WRITTEN TASK
Each entry below is to be duplicated verbatim.

[Stored records]
====

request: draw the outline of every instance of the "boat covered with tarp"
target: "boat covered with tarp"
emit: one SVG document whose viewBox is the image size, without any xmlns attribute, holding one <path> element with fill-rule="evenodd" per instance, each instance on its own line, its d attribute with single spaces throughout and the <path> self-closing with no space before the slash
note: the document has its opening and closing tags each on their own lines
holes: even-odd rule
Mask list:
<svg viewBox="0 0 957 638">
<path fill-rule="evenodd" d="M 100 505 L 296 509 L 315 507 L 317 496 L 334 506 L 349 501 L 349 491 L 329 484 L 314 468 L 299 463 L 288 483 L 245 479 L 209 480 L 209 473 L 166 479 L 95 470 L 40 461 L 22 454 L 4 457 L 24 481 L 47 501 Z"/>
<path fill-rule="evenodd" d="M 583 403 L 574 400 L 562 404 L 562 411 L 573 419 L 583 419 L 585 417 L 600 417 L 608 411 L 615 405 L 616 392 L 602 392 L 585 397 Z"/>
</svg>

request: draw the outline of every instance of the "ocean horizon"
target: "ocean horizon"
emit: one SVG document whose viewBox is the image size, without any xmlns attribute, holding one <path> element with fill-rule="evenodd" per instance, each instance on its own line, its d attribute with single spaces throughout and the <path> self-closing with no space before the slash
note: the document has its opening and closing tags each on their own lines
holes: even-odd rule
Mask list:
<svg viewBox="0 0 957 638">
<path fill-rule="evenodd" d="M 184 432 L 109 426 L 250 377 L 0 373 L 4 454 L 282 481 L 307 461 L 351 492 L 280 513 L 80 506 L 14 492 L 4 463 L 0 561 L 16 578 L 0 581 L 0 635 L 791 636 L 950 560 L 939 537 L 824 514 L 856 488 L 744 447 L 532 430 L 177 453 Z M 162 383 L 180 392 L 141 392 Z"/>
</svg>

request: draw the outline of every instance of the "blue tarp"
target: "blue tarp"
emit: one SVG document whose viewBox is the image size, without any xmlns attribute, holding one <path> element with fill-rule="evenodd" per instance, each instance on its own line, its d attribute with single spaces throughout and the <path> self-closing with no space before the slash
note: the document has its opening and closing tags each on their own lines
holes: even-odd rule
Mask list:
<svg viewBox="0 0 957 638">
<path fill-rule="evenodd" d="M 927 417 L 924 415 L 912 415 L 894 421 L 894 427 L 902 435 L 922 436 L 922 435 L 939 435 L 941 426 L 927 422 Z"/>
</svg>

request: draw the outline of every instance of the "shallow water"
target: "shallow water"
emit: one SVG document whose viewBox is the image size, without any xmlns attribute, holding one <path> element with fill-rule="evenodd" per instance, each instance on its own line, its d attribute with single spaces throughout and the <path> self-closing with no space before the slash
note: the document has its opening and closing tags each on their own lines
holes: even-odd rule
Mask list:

====

EXERCISE OUTPUT
request: draw the outline of every instance of the "boat covered with tarp"
target: "boat covered with tarp"
emit: one SVG document whose viewBox is the image size, without any xmlns attribute, holding one <path> element with fill-rule="evenodd" per instance, each instance on its own line, its d attribute with single spaces throughout and the <path> self-closing with no space before the slash
note: the document has its opening and closing tags each on their own lines
holes: even-odd rule
Mask list:
<svg viewBox="0 0 957 638">
<path fill-rule="evenodd" d="M 100 505 L 296 509 L 315 507 L 317 496 L 334 506 L 349 501 L 349 491 L 329 484 L 314 468 L 299 463 L 288 483 L 245 479 L 209 480 L 209 473 L 166 479 L 95 470 L 40 461 L 22 454 L 4 457 L 24 481 L 47 501 Z"/>
<path fill-rule="evenodd" d="M 583 403 L 574 400 L 562 404 L 562 411 L 573 419 L 583 419 L 585 417 L 600 417 L 608 411 L 615 405 L 616 392 L 602 392 L 585 397 Z"/>
</svg>

request: draw the outline of every instance of the "ocean horizon"
target: "ocean horizon"
emit: one SVG document whose viewBox is the image size, without any xmlns attribute, holding one <path> element with fill-rule="evenodd" per instance, each instance on its own line, its d attribute with single spaces throughout and the <path> self-closing with no space before the slash
note: the document has its opening and closing tags each on their own lines
holes: even-odd rule
Mask list:
<svg viewBox="0 0 957 638">
<path fill-rule="evenodd" d="M 184 432 L 109 426 L 250 377 L 0 373 L 4 454 L 282 481 L 307 461 L 351 492 L 280 513 L 80 506 L 14 492 L 4 463 L 0 561 L 16 578 L 0 581 L 0 635 L 791 636 L 950 560 L 939 537 L 824 514 L 856 488 L 744 447 L 532 430 L 177 453 Z M 162 383 L 180 392 L 141 392 Z"/>
</svg>

request: draw the outline of every instance of the "blue tarp"
target: "blue tarp"
emit: one SVG document whose viewBox is the image size, without any xmlns attribute, holding one <path> element with fill-rule="evenodd" per instance, each instance on its own line, its d attribute with single spaces throughout and the <path> self-closing with no space before the slash
note: the document has its opening and closing tags each on their own lines
holes: even-odd rule
Mask list:
<svg viewBox="0 0 957 638">
<path fill-rule="evenodd" d="M 927 417 L 924 415 L 912 415 L 894 421 L 894 427 L 902 435 L 922 436 L 922 435 L 939 435 L 941 426 L 927 422 Z"/>
</svg>

request: draw the outline of every instance of the "shallow water"
target: "shallow water"
emit: one SVG document whose viewBox is the image size, without any xmlns attribute, holding one <path> element with fill-rule="evenodd" per instance, each instance on its own line, its d attribute with single spaces throughout and the <path> self-closing with no space before the slash
note: the document has its opening and closing tags each on their own lines
holes: even-odd rule
Mask list:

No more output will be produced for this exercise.